----- Dataset records

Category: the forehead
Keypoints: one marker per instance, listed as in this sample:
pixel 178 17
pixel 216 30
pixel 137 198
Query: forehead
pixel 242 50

----------

| Task brief |
When you reach the line that contains "Keypoints: one marker" in the material above, please copy it and every line after it exactly, stopping only at the last line.

| Written solution |
Keypoints: one marker per instance, listed as in this sample:
pixel 178 17
pixel 216 30
pixel 137 198
Query: forehead
pixel 242 50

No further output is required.